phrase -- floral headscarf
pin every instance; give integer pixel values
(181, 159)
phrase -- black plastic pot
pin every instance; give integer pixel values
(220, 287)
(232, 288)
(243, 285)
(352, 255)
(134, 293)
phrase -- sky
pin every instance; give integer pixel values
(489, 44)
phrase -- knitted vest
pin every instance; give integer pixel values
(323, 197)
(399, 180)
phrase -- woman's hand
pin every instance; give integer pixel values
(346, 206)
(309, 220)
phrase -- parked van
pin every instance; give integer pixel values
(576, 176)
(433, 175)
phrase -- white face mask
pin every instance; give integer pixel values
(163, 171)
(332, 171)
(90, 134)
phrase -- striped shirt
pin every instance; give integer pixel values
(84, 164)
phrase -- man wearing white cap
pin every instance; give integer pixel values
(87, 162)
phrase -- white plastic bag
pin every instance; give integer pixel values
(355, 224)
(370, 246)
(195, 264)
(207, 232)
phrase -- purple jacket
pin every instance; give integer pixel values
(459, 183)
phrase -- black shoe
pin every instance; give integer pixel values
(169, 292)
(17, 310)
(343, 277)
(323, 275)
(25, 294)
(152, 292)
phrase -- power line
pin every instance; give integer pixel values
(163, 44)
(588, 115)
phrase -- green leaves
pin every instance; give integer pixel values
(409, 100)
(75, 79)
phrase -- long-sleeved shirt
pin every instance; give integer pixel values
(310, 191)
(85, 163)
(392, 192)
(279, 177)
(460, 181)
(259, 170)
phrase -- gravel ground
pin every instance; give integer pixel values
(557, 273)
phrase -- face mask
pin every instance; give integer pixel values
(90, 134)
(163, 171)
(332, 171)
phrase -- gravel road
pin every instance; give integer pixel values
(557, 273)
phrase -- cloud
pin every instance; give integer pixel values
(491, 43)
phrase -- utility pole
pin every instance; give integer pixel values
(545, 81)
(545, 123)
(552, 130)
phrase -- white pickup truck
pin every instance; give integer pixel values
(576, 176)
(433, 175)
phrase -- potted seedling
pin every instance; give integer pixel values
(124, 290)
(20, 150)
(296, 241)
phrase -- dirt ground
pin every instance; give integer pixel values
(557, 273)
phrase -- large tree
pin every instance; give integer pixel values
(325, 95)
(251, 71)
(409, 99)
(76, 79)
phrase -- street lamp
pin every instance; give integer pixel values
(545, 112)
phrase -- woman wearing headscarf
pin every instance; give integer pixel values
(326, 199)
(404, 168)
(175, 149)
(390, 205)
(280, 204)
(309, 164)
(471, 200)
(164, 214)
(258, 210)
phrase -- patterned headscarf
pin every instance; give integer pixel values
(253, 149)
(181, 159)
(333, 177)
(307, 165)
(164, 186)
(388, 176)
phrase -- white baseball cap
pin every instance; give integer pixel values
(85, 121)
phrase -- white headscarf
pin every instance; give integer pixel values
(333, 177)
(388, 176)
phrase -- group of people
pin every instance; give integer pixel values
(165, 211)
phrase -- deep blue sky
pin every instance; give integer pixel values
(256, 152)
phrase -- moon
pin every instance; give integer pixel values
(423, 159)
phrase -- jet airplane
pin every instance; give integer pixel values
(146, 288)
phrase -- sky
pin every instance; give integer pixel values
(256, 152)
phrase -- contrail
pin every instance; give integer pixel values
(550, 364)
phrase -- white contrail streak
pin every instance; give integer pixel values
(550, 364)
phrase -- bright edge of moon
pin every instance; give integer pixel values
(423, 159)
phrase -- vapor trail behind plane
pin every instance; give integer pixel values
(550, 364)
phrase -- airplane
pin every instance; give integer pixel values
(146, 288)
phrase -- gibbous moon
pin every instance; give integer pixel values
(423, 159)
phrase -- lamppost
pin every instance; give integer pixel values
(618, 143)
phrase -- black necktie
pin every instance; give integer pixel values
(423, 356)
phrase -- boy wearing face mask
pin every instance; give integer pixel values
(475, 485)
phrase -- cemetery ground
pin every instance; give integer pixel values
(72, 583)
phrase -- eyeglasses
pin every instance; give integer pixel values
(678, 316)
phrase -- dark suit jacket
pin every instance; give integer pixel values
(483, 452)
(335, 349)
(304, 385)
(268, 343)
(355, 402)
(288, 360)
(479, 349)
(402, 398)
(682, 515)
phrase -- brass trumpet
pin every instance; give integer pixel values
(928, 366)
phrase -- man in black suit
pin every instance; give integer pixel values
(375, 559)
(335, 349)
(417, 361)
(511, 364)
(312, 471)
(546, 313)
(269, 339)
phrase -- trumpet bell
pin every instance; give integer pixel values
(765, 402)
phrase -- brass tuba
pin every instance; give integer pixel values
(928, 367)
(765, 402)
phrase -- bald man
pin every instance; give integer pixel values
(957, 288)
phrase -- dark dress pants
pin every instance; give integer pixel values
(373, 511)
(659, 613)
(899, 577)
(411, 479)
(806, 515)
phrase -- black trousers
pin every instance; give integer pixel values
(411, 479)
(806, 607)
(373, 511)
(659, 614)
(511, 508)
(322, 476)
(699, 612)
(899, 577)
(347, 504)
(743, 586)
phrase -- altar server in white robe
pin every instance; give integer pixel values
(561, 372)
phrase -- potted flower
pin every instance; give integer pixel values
....
The lines from the top of the data above down to the line containing "phrase -- knitted vest" are to be copied exactly; no other line should appear.

phrase -- floral headscarf
pin every instance; give integer pixel values
(181, 159)
phrase -- black plastic pot
pin every instance; give integer pixel values
(220, 287)
(232, 288)
(243, 285)
(352, 255)
(134, 293)
phrase -- sky
pin every instance; give integer pixel values
(489, 44)
phrase -- knitted vest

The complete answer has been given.